■ AUFGABE A:
Prüfe, ob die folgenden Aussagen mit dem Text über Sandra Hüller übereinstimmen, und antworte jeweils mit Ja oder Nein sowie einem wörtlichen Zitat der entscheidenden Textstelle. (i) Hüller gewann für «Anatomy of a Fall» einen Oscar. (ii) Beide Filme hatten ihre Premiere im Wettbewerb von Cannes. (iii) In «The Zone of Interest» spielt Hüller eine Schriftstellerin.
== GEGEBENER TEXT ==
Sandra Hüller ist seit dem Erfolg mit ihren Filmen «Anatomy of a Fall» und «The Zone of Interest» ein internationaler Star. Uns erklärte sie im Interview, wie sie ihre Rollen aussucht und worauf sie besonders stolz ist.

Sandra Hüller (46) erlebte in den vergangenen Monaten wohl den Traum einer jeden Schauspielerin. Ihre Rollen in den Filmen «Anatomy of a Fall» und «The Zone of Interest» bescherten ihr nicht nur eine mit zahlreichen Filmpreisen gesäumte Erfolgswelle, sondern auch den Status eines internationalen Stars.

In Jonathan Glazers «The Zone of Interest» spielte Hüller die «Königin von Auschwitz» – die Ehefrau eines KZ-Chefs, die mit ihrer Familie direkt neben dem Lager Auschwitz ein idyllisches Leben führt.

Hüller ist die «Queen of Cannes»

Für ihre Arbeit in Justine Triets Drama «Anatomy of A Fall», in dem Hüller eine Schriftstellerin verkörpert, deren Mann bei einem Sturz aus dem Fenster stirbt, wurde sie mit einem César ausgezeichnet, ausserdem für einen Golden Globe und einen Oscar nominiert. Beide Filme feierten im Wettbewerb von Cannes Premiere, eines der wichtigsten und prestigeträchtigsten Filmfestivals der Welt – «Anatomy of A Fall» gewann in Cannes ausserdem den Hauptpreis. Nicht umsonst bezeichnete die «Los Angeles Times» Hüller als «Queen of Cannes».
===
== GEGEBENE DATEN ==
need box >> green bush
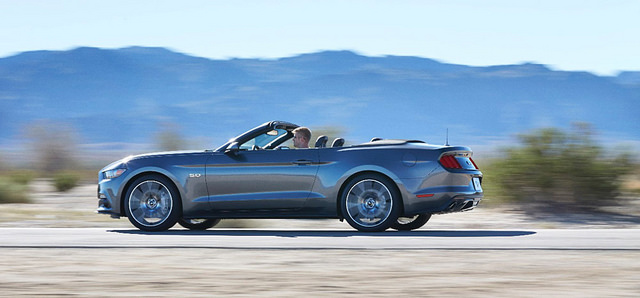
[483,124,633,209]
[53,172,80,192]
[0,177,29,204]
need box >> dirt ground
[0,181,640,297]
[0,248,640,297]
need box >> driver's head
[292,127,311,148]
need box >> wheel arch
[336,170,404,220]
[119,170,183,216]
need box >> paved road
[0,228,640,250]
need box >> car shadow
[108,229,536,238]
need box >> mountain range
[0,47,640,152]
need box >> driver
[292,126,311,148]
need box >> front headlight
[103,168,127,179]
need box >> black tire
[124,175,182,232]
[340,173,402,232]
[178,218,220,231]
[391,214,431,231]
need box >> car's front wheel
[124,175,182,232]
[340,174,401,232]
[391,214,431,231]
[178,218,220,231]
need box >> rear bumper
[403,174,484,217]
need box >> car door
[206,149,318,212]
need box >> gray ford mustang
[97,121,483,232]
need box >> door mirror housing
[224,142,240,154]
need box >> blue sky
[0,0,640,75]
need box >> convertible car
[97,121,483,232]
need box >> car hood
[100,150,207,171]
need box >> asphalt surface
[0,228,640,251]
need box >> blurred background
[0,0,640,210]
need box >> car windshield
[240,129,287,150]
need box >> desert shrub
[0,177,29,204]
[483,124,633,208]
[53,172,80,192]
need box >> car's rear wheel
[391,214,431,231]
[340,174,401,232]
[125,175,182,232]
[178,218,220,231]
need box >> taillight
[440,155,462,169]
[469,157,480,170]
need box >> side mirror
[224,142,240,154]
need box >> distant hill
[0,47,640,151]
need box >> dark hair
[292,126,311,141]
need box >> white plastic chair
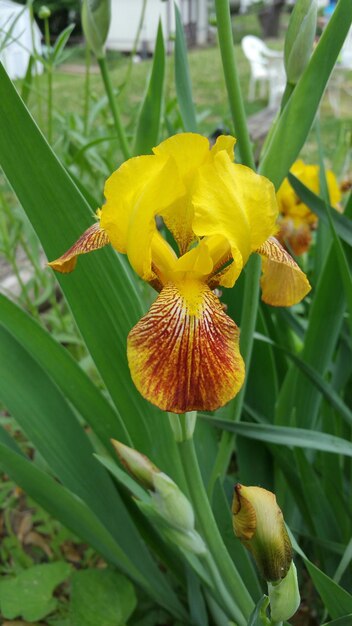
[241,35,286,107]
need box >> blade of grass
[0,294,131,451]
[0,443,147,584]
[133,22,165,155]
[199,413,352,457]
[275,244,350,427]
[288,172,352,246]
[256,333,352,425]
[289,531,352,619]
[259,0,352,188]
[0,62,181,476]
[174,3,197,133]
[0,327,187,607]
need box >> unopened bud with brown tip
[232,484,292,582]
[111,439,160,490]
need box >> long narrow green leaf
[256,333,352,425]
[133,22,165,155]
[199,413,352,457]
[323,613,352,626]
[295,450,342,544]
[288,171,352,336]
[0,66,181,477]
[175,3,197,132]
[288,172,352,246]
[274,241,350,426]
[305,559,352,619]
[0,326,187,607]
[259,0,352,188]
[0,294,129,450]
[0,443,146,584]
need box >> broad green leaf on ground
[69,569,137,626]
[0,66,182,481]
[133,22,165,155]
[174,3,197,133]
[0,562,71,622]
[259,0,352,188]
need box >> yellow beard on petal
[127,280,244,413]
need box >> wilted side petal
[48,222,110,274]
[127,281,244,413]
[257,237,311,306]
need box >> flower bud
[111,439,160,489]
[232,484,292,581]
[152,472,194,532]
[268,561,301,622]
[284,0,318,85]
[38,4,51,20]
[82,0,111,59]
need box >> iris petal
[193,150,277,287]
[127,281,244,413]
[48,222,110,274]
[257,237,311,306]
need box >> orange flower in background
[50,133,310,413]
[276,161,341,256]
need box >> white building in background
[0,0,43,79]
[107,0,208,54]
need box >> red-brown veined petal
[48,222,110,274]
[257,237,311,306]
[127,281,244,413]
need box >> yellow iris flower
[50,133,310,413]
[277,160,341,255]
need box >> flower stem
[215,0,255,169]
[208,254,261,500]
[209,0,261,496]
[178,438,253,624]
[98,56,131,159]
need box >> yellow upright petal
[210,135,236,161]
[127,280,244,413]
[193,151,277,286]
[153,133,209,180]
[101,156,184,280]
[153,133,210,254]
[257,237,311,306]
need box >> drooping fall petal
===
■ AUFGABE B:
Zitiere aus den Datensätzen alle Zeilen zwischen der Zeile mit "need box >> driver's head" und der Zeile mit "[103,168,127,179]", beide einschließlich.

■ ANTWORT A:
(i) Nein: „ausserdem für einen Golden Globe und einen Oscar nominiert“
(ii) Ja: „Beide Filme feierten im Wettbewerb von Cannes Premiere“
(iii) Nein: „In Jonathan Glazers «The Zone of Interest» spielte Hüller die «Königin von Auschwitz»“

■ ANTWORT B:
need box >> driver's head
[292,127,311,148]
need box >> wheel arch
[336,170,404,220]
[119,170,183,216]
need box >> paved road
[0,228,640,250]
need box >> car shadow
[108,229,536,238]
need box >> mountain range
[0,47,640,152]
need box >> driver
[292,126,311,148]
need box >> front headlight
[103,168,127,179]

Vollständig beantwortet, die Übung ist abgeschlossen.